- _GIVEN PROBLEM 1_
According to the article on self-service platform teams, which company's database team is the author's favorite example of a team adopting the self-service pattern?
- _GIVEN PROBLEM 2_
Print the part of the article on self-service platform teams starting at "Tooling, like deploy" and ending at "Infrastructure.", copied word for word.

- _PASSAGE_

────────────────

Scale platform teams with the best approach for platform teams - self-service

Self-service is arguably the most important team coordination model you can use. If you are a leader in any moderately complex engineering organization, you should be actively pushing for self-service. Otherwise, you’re making a problem for someone else to clean up.

What is the self-service model

In a team that adopts self-service:

The goal is for people to be able to use the team’s work products without talking with the team.
The team treats their work like a product, and provides high-quality documentation, APIs, and tutorials.
Every interaction with other teams is used as a learning opportunity. While they may not refuse to talk with other teams, the goal is to not need to do so.
The team continually reduces the complexity of interacting with their work, with the aim to make it so easy to use it’s preferable to any alternative.

My favorite example of a team adopting this pattern was from New Relic. The database team started out as a service provider team, spinning up databases and setting up replication and backups for teams within New Relic. When they realized the value of self-service, they made a long-term commitment to move to a self-service model. They gradually automated and streamlined spinning up databases, and provided self-service documentation and tooling. Eventually, they were able to offer databases as a service within the company. They effectively removed themself as a bottleneck, which improved the efficiency of every team. This also reduced the communication needs for the team, so they were able to focus more and more on other high leverage work.

Self-service teams can provide a variety of offerings:

Services, with APIs.
Tooling, like deploy or testing tools.
Configuration and defaults that make security, linting, monitoring or costs easier to manage.
Libraries or components.
Infrastructure.

When to use this model

I generally recommend to start using self-service as soon as you have platform teams. Product teams can have a self-serve approach too, but it’s something really to emphasize with platform teams.

Pros

Highly scalable. There isn’t a better coordination model that I’m aware of for decoupling the teams within an organization than self-service. It dramatically reduces the coordination requirements between teams. It’s one of the few things a company can do to get a “compounded interest” type of productivity out of engineering.
Customer-focused. Using self-service requires teams to think about and listen to their internal stakeholders. This can be rewarding for engineers who like to see the impact of their work. And this can often mean the overall Platform organization will be more focused and effective.

Cons

It takes a lot of effort. Getting something to be truly self-service can often be a long journey. And the team’s existing fires and “service provider” work can compete with the efforts to build self-service tooling.
It’s more expensive. The short-term costs of building self-service are greater than the alternatives. You’re trading off long-term scalability for a greater initial expense per capability. Switching to self-service can often require significant architectural changes, or require work from other teams to enable it.
It requires long-term thinking. Because it can take a while for a team to make the journey to self-service, it can require long-term thinking. And in many environments, long-term thinking isn’t rewarded, or can be scarce.
It can require wider skills from the team. As Merlyn Albery-Speyer put it: “Engineers more towards the ‘I built the thing I was told to build’ end of the spectrum will struggle on such a team or worse hold the team back.” This can require changing the way you hire and the skills you look for.

When using this model

Treat your offering as a product

“My advice is to treat the platform like a product. What you want is the platform to be so useful that people onboard without having to make it a mandate. Too many times, I see people building platforms and not doing the user interview work required to make sure it is actually solving a problem for the internal customer it serves.”

────────────────

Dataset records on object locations
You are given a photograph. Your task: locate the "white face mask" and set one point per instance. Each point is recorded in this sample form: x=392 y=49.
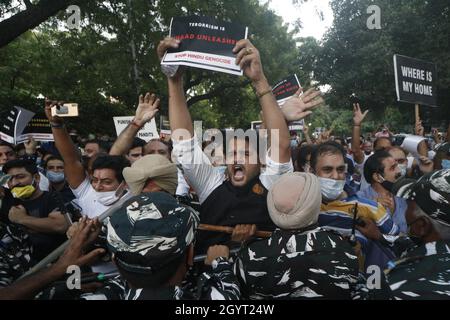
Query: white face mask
x=331 y=189
x=403 y=169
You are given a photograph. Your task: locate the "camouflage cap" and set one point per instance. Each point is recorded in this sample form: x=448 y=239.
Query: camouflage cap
x=431 y=193
x=149 y=231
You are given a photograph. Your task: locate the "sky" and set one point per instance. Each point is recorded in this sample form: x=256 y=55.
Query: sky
x=307 y=12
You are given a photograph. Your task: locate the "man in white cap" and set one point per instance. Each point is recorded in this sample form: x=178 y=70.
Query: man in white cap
x=299 y=260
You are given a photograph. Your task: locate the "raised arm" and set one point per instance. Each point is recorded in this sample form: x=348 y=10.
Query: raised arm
x=146 y=110
x=179 y=115
x=73 y=168
x=358 y=117
x=250 y=62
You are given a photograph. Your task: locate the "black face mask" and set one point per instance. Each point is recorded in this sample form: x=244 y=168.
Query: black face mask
x=416 y=240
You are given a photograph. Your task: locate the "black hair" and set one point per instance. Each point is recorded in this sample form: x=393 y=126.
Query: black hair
x=30 y=166
x=329 y=147
x=137 y=142
x=377 y=140
x=52 y=157
x=302 y=154
x=116 y=163
x=374 y=164
x=155 y=280
x=6 y=144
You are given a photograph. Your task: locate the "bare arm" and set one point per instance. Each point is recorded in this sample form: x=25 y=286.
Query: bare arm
x=179 y=115
x=73 y=168
x=28 y=287
x=250 y=62
x=358 y=117
x=146 y=110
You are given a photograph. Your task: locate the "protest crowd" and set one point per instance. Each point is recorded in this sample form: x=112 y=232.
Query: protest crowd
x=364 y=216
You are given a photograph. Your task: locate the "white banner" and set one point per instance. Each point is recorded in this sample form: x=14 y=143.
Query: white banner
x=147 y=133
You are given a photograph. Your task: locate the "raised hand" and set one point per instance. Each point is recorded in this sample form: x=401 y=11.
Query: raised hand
x=358 y=116
x=147 y=109
x=299 y=106
x=49 y=104
x=248 y=59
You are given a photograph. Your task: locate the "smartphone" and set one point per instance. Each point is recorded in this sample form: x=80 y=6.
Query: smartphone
x=66 y=110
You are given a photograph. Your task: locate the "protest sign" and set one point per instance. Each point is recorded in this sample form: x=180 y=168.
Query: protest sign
x=285 y=89
x=415 y=80
x=256 y=125
x=205 y=43
x=147 y=133
x=38 y=128
x=164 y=125
x=14 y=124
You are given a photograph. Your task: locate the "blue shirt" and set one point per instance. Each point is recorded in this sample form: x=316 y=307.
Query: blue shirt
x=400 y=208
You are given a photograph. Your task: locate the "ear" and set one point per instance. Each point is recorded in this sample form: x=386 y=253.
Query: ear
x=190 y=256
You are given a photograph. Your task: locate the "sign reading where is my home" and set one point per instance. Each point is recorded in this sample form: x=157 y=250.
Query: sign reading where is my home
x=415 y=80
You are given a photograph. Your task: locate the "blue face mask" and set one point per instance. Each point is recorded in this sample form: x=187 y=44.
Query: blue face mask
x=445 y=164
x=55 y=177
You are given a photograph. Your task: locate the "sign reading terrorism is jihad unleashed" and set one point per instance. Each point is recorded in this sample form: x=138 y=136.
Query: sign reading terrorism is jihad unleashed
x=283 y=91
x=205 y=43
x=415 y=80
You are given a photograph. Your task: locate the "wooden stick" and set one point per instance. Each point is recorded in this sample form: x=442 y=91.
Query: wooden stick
x=224 y=229
x=417 y=113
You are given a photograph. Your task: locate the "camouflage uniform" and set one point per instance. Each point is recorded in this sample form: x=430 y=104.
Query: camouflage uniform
x=15 y=253
x=315 y=264
x=423 y=273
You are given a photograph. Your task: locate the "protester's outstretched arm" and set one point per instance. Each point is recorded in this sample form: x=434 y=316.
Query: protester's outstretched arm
x=358 y=117
x=73 y=168
x=179 y=115
x=306 y=132
x=54 y=223
x=250 y=62
x=146 y=110
x=28 y=287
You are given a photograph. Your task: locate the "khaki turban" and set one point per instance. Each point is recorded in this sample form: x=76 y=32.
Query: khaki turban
x=158 y=168
x=294 y=201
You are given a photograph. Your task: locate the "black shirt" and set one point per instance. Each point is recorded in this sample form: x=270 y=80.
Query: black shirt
x=228 y=205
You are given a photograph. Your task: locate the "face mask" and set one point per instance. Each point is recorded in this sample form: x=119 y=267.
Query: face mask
x=445 y=164
x=403 y=169
x=23 y=192
x=331 y=189
x=294 y=143
x=55 y=177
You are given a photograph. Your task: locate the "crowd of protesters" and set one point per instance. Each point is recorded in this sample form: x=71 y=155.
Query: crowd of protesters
x=327 y=217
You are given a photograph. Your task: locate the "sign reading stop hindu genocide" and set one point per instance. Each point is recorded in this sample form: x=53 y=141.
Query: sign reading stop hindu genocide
x=205 y=43
x=415 y=80
x=284 y=90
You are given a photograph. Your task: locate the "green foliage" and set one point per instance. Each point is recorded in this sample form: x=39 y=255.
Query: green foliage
x=113 y=55
x=354 y=59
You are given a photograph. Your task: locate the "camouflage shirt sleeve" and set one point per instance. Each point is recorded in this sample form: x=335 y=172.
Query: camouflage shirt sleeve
x=220 y=284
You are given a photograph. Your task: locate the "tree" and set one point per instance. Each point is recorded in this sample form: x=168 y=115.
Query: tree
x=355 y=59
x=31 y=17
x=113 y=55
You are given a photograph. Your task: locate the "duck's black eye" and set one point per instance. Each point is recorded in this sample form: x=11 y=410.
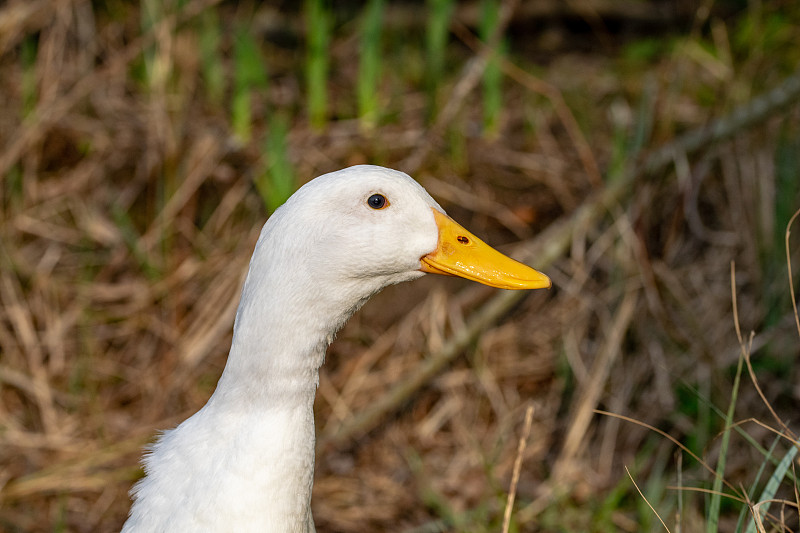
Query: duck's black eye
x=377 y=201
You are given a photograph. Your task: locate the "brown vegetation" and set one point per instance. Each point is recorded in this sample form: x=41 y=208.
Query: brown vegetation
x=128 y=215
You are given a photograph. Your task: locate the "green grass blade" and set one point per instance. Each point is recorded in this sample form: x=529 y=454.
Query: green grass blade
x=712 y=524
x=276 y=182
x=369 y=67
x=249 y=75
x=773 y=484
x=318 y=24
x=440 y=12
x=492 y=76
x=210 y=58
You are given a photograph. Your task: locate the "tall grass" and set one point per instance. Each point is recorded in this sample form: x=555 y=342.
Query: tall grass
x=210 y=57
x=318 y=29
x=276 y=181
x=440 y=12
x=249 y=76
x=493 y=75
x=369 y=65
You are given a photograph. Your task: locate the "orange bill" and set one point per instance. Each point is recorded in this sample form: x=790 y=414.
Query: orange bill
x=460 y=253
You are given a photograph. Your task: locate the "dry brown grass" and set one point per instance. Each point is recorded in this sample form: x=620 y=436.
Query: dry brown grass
x=128 y=217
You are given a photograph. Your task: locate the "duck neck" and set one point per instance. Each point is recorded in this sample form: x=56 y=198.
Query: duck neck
x=283 y=327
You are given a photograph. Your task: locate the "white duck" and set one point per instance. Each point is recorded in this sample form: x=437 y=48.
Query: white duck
x=245 y=461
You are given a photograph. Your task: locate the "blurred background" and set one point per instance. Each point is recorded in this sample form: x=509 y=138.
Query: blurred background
x=640 y=152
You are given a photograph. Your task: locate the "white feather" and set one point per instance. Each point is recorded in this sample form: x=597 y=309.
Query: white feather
x=245 y=461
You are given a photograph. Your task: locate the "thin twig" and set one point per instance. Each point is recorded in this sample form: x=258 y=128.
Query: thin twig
x=646 y=500
x=512 y=491
x=789 y=268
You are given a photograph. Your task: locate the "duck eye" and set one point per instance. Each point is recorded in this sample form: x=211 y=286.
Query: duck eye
x=377 y=201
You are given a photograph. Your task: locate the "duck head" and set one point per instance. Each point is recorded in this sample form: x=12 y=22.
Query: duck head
x=376 y=226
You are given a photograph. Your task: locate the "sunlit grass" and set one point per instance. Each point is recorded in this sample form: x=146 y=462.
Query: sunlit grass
x=369 y=64
x=437 y=32
x=249 y=76
x=492 y=76
x=318 y=29
x=210 y=35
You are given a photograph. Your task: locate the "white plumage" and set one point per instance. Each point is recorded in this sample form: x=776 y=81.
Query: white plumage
x=245 y=461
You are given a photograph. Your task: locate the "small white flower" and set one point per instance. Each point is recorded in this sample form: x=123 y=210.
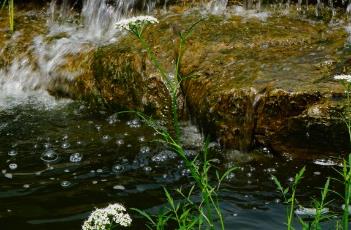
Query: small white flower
x=101 y=219
x=136 y=23
x=343 y=77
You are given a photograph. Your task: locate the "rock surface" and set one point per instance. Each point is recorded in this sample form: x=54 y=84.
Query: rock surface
x=251 y=80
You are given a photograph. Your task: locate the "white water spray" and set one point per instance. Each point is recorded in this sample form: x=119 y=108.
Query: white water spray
x=26 y=80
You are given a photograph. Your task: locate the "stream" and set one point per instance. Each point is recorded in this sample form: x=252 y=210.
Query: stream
x=60 y=159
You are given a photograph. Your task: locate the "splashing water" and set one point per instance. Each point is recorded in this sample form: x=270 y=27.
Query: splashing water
x=217 y=6
x=25 y=81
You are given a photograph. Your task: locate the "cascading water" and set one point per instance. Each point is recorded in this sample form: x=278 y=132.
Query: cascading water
x=26 y=79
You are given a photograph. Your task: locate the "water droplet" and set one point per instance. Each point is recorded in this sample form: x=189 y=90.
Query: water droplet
x=119 y=187
x=13 y=166
x=65 y=184
x=49 y=156
x=76 y=157
x=12 y=153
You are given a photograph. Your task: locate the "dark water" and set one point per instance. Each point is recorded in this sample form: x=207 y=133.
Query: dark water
x=120 y=162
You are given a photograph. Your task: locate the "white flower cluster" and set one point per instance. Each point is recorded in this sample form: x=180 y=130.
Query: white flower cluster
x=343 y=77
x=135 y=22
x=103 y=219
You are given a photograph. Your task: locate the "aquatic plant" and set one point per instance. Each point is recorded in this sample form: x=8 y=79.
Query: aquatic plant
x=108 y=218
x=11 y=12
x=345 y=80
x=291 y=201
x=186 y=213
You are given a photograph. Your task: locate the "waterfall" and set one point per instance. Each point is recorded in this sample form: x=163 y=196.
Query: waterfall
x=217 y=6
x=26 y=80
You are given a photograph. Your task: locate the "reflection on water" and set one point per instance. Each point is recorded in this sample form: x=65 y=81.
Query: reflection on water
x=57 y=165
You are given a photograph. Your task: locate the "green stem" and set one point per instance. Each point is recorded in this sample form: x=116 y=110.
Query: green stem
x=11 y=15
x=291 y=210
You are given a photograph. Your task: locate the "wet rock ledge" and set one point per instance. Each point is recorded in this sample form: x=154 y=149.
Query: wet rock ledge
x=253 y=82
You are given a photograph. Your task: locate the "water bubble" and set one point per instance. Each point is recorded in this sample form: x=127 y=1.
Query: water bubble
x=271 y=170
x=106 y=138
x=230 y=176
x=164 y=156
x=26 y=186
x=49 y=156
x=325 y=162
x=309 y=212
x=185 y=172
x=145 y=149
x=134 y=123
x=8 y=175
x=13 y=166
x=120 y=142
x=343 y=208
x=47 y=145
x=65 y=145
x=76 y=157
x=12 y=153
x=147 y=169
x=192 y=153
x=65 y=184
x=112 y=119
x=118 y=168
x=119 y=187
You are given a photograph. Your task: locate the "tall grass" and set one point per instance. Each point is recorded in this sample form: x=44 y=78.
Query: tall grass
x=319 y=210
x=11 y=12
x=186 y=213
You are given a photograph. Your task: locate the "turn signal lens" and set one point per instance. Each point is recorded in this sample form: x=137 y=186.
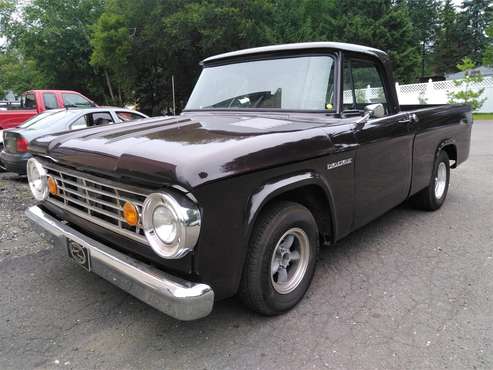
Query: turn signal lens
x=52 y=186
x=21 y=145
x=130 y=214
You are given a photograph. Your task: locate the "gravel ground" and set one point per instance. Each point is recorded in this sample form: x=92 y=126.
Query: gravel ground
x=412 y=290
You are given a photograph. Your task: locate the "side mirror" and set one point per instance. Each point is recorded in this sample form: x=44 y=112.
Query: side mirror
x=375 y=111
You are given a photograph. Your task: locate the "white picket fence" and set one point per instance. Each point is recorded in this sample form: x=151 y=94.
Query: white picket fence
x=437 y=93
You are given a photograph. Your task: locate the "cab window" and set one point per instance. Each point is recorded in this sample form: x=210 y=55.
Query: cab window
x=49 y=100
x=28 y=101
x=80 y=123
x=71 y=100
x=363 y=85
x=128 y=116
x=101 y=118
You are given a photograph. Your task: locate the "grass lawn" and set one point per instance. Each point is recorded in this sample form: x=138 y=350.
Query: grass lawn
x=483 y=116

────────────────

- _FINAL RESULT 1_
New Relic

- _FINAL RESULT 2_
Tooling, like deploy or testing tools.
Configuration and defaults that make security, linting, monitoring or costs easier to manage.
Libraries or components.
Infrastructure.